Text shown:
===============

Submitted by jhartgen@abi.org on

The number of Americans dismissed from their jobs fell sharply in May to match levels recorded before the coronavirus pandemic and related shutdowns caused widespread layoffs, the Wall Street Journal reported. In May, 1.8 million workers were laid off or otherwise discharged from their jobs, the Labor Department said yesterday. That was down from 7.7 million in April and 11.5 million in March. May’s dismissals were in line with the numbers reported in January and February, before the pandemic shut swaths of the U.S. economy. Yesterday’s report showed hirings and the number of open jobs also rose in May from April, signs that the labor market was healing this spring. However, the 5.4 million openings in May were dwarfed by the 21 million Americans unemployed that month. “Layoffs and discharges are settling back to levels similar to those we saw before the virus, and hiring snapped back as employers recalled workers,” said Nick Bunker, an economist with job-search website Indeed. But employer demand for workers moving forward is depressed, he said, noting job openings are down 23 percent compared with February. The numbers, which reflect the job market through the last business day of May, are consistent with other measures showing that hiring picked up and layoffs eased late this spring. The data don’t capture the recent increase in COVID-19 cases in several states and related moves by governors to halt or reverse plans to reopen their economies. The separate monthly jobs report, released last week, showed U.S. employers added about 7.5 million jobs to payrolls in May and June, after losing 22.2 million in March and April.

===============

Material provided:

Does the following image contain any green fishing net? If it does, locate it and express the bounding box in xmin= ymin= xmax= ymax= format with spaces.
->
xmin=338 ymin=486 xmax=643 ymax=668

===============

Work request: According to the text about May layoffs, how many workers were laid off or otherwise discharged from their jobs in May? These lines have no connection to the text about layoffs.

Solution: 1.8 million workers